Detection annotation records
>>>>

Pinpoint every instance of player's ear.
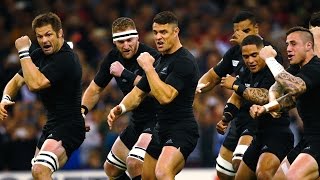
[58,29,63,38]
[306,41,313,51]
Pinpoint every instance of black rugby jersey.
[213,40,283,127]
[137,47,200,128]
[94,43,160,122]
[294,56,320,135]
[240,66,290,131]
[213,40,283,77]
[19,42,84,127]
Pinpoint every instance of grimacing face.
[152,23,179,54]
[242,44,266,73]
[114,34,139,59]
[232,19,259,44]
[35,24,63,55]
[286,32,306,65]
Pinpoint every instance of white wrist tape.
[18,47,30,60]
[119,103,127,114]
[266,57,284,77]
[1,94,11,102]
[263,100,280,112]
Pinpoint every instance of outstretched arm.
[221,75,269,105]
[250,93,296,118]
[81,81,103,113]
[137,52,178,104]
[0,74,24,120]
[15,36,51,91]
[259,46,307,96]
[196,68,221,93]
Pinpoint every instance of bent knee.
[257,171,273,180]
[103,161,125,177]
[155,168,174,179]
[232,159,241,172]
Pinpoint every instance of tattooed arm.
[249,93,296,118]
[269,81,284,102]
[242,88,269,105]
[275,70,307,97]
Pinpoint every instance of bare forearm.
[133,75,141,85]
[120,86,146,111]
[277,93,296,111]
[269,81,284,101]
[242,88,269,105]
[198,69,221,93]
[21,58,50,90]
[227,93,241,109]
[275,70,307,96]
[3,74,24,98]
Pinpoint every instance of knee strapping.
[232,145,249,160]
[31,151,59,172]
[107,151,127,170]
[216,155,236,176]
[129,146,146,162]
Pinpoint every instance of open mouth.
[288,54,293,60]
[157,41,164,47]
[43,44,52,51]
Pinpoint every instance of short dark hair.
[32,12,62,32]
[241,35,264,48]
[286,26,314,47]
[112,17,136,33]
[232,11,258,24]
[309,11,320,27]
[153,11,179,26]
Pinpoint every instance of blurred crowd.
[0,0,320,171]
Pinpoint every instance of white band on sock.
[119,103,127,114]
[266,57,284,77]
[263,100,280,112]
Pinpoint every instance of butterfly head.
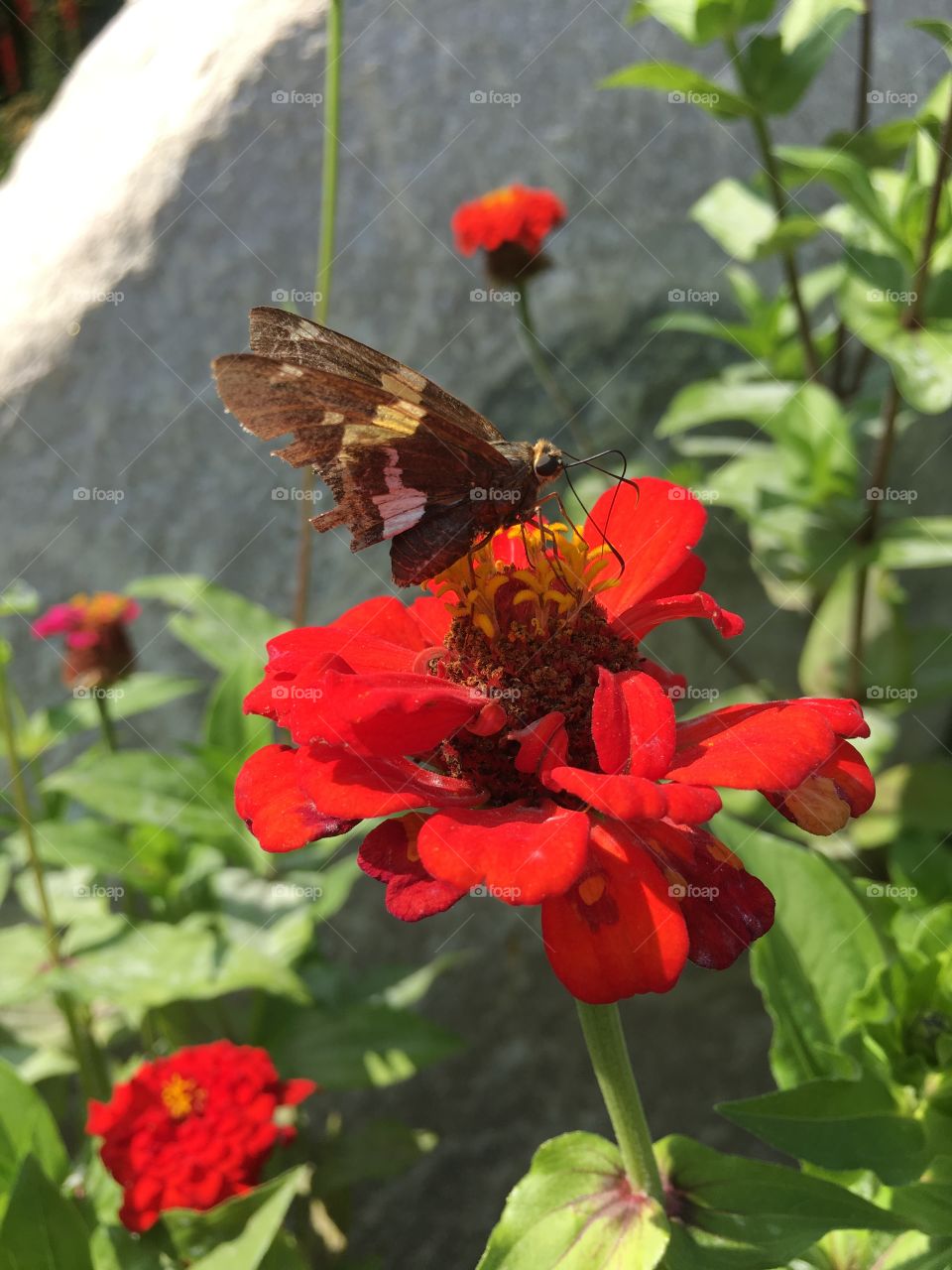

<<<<

» **Stated problem**: Please convert the lines above into a numbered list with no blank lines and without the pictures.

» **Finished answer**:
1. Pinpoint every instance of player's ear.
2. [58,29,63,38]
3. [306,41,313,51]
4. Pinpoint every instance of black rugby jersey.
5. [213,40,283,127]
6. [137,47,200,128]
7. [94,43,160,122]
8. [294,56,320,135]
9. [240,66,290,131]
10. [213,40,283,77]
11. [19,42,84,127]
12. Pinpoint every instance of grimacing face.
13. [152,23,179,54]
14. [242,44,266,73]
15. [114,34,139,59]
16. [232,19,259,44]
17. [35,24,63,55]
18. [286,32,306,65]
19. Pinpoint every instance of white wrist tape.
20. [18,47,30,60]
21. [119,103,127,114]
22. [266,57,284,77]
23. [1,94,11,102]
24. [263,100,280,112]
25. Pinpoint every instance of outstretched arm.
26. [221,75,269,105]
27. [250,93,296,118]
28. [81,81,103,113]
29. [137,52,178,104]
30. [0,74,24,120]
31. [15,36,51,91]
32. [259,46,307,96]
33. [196,68,221,93]
34. Pinpoint every instance of bent knee.
35. [257,171,273,180]
36. [103,161,125,177]
37. [155,168,174,179]
38. [232,159,241,172]
39. Pinpoint every instance of tattooed arm.
40. [249,93,296,118]
41. [269,81,284,102]
42. [242,88,269,105]
43. [275,70,307,97]
44. Pinpoint every instance of bare forearm.
45. [133,75,141,85]
46. [120,86,146,111]
47. [277,93,296,111]
48. [269,81,284,101]
49. [242,88,269,105]
50. [198,69,221,93]
51. [21,58,50,90]
52. [227,93,241,109]
53. [275,70,307,96]
54. [3,74,24,98]
55. Pinpoint every instance of knee strapping.
56. [232,145,249,160]
57. [31,151,59,172]
58. [107,151,127,170]
59. [216,155,236,176]
60. [129,146,146,162]
61. Pinpoint every instance of open mouth.
62. [288,54,293,60]
63. [157,41,164,47]
64. [43,44,52,51]
65. Pinpoint every instance of short dark hair.
66. [32,12,62,32]
67. [241,35,264,48]
68. [286,26,314,47]
69. [112,17,136,33]
70. [232,11,258,24]
71. [309,11,320,27]
72. [153,11,179,26]
73. Pinpoint every instance of blurred crowd.
74. [0,0,320,171]
75. Pinpoint every instance of white band on sock.
76. [119,103,127,114]
77. [266,57,284,77]
78. [263,100,280,112]
79. Pinpoint every instance of butterfly head.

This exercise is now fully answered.